- _Exercise prompt_
Scan the material for the word "woman" and return every matching line.
### Provided records ###
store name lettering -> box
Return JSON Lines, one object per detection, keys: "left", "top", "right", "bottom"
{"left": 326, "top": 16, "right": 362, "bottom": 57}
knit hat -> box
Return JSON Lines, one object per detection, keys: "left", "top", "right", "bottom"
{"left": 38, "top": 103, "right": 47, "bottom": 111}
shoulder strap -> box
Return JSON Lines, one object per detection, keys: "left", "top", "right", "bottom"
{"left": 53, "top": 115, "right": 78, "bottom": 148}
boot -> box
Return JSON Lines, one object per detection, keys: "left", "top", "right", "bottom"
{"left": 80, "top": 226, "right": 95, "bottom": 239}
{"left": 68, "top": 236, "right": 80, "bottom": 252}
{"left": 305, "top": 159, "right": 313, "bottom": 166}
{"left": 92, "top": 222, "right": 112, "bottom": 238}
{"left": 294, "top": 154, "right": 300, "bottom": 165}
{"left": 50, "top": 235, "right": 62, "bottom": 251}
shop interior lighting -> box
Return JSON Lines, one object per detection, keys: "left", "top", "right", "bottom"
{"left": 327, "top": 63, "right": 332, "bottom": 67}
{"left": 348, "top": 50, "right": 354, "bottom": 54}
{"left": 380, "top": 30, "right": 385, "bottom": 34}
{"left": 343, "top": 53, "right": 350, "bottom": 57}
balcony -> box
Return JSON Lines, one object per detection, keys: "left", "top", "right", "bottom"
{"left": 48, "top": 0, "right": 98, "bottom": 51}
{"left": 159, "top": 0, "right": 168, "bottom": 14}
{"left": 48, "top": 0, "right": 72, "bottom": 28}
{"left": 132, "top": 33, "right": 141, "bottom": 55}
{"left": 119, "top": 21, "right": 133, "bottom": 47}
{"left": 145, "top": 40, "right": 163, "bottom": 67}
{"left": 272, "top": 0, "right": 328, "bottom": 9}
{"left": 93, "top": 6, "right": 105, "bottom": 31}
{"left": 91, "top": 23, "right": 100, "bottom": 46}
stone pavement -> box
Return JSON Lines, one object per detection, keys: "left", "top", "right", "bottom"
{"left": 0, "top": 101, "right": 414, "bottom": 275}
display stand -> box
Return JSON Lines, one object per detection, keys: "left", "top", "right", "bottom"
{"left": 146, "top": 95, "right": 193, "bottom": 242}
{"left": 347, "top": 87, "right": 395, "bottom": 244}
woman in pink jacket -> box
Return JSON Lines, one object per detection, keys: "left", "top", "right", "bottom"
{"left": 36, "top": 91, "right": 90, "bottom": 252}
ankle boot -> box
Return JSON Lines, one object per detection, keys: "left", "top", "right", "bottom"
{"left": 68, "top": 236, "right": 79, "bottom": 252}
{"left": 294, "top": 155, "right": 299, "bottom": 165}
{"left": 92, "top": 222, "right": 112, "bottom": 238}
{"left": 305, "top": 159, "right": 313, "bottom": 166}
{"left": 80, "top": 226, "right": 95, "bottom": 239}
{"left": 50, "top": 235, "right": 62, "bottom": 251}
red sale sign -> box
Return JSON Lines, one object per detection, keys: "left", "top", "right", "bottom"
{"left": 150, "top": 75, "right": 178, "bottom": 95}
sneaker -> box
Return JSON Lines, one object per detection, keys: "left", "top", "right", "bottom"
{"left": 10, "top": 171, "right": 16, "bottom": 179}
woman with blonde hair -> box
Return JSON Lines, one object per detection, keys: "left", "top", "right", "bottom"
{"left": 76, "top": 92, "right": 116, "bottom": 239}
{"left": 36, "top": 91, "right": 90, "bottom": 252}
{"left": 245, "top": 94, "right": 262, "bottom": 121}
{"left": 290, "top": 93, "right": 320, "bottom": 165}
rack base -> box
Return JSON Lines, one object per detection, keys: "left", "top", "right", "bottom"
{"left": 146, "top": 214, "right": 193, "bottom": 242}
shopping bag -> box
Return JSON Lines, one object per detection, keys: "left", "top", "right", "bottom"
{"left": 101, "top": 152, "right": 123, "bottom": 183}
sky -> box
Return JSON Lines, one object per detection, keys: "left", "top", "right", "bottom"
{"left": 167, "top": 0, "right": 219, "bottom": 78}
###
### Provided records ###
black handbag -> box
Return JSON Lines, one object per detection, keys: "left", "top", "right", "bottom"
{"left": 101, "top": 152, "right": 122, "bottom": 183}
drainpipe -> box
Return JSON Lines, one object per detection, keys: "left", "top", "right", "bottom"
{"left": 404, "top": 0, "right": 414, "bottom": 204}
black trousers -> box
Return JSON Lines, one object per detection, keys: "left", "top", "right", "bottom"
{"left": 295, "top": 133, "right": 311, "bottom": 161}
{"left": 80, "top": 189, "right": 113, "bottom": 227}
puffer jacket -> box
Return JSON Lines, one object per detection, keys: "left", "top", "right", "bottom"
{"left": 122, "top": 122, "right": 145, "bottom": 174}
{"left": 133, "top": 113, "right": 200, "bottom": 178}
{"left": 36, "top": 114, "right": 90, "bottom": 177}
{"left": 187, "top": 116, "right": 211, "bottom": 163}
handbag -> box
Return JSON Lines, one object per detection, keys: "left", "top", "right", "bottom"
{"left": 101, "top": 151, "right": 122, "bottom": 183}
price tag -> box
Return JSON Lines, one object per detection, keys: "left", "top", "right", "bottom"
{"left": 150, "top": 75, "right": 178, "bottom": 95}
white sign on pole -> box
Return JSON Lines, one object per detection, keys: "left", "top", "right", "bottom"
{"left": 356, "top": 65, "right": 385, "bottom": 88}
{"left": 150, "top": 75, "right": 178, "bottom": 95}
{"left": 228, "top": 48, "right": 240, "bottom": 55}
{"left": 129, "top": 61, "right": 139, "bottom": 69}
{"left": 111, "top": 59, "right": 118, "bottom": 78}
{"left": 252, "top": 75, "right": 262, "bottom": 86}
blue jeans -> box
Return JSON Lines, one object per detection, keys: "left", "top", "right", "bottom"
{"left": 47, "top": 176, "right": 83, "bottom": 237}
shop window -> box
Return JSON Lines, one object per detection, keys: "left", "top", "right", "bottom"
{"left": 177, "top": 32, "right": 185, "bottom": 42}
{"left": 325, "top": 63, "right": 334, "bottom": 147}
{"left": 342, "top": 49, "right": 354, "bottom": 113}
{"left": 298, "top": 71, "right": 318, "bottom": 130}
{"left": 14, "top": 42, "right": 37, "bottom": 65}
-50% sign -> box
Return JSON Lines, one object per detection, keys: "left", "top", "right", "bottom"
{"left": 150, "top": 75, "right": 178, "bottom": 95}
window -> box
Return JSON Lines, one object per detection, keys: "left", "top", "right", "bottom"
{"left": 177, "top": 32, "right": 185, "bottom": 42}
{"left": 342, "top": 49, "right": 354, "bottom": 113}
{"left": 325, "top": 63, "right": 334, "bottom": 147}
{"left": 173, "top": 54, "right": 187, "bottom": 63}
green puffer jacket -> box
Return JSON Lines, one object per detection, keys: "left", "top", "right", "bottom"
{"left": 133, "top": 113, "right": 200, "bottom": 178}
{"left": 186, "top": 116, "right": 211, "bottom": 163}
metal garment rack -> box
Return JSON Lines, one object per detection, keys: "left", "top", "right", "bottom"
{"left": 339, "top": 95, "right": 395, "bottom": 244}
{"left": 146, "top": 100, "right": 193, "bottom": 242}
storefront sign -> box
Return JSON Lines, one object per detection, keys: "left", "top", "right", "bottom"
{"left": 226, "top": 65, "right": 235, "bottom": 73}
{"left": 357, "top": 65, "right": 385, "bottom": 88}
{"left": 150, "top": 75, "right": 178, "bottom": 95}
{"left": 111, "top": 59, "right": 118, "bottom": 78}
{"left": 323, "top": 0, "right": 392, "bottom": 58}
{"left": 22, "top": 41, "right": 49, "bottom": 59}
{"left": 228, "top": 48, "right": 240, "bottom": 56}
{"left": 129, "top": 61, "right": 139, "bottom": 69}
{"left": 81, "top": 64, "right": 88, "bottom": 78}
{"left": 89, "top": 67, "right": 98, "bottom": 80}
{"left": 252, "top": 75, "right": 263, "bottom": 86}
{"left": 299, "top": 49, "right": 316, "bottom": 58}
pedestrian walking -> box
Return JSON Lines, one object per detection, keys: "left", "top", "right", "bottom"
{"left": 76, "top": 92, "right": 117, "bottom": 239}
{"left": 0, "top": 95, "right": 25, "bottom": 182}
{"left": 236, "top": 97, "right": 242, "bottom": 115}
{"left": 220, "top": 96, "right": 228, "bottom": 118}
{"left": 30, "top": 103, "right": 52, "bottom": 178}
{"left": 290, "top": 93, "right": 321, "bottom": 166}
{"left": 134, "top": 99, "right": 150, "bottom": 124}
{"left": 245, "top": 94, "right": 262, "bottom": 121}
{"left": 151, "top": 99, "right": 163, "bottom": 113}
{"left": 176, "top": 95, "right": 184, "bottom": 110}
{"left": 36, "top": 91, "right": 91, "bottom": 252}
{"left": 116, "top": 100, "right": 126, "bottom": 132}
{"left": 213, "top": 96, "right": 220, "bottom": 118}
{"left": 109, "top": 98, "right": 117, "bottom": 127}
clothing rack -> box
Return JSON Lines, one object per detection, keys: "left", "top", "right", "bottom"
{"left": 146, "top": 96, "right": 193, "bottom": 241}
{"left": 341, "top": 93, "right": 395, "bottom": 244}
###
- _Response to this task_
woman in pink jacket -> box
woman with blonde hair -> box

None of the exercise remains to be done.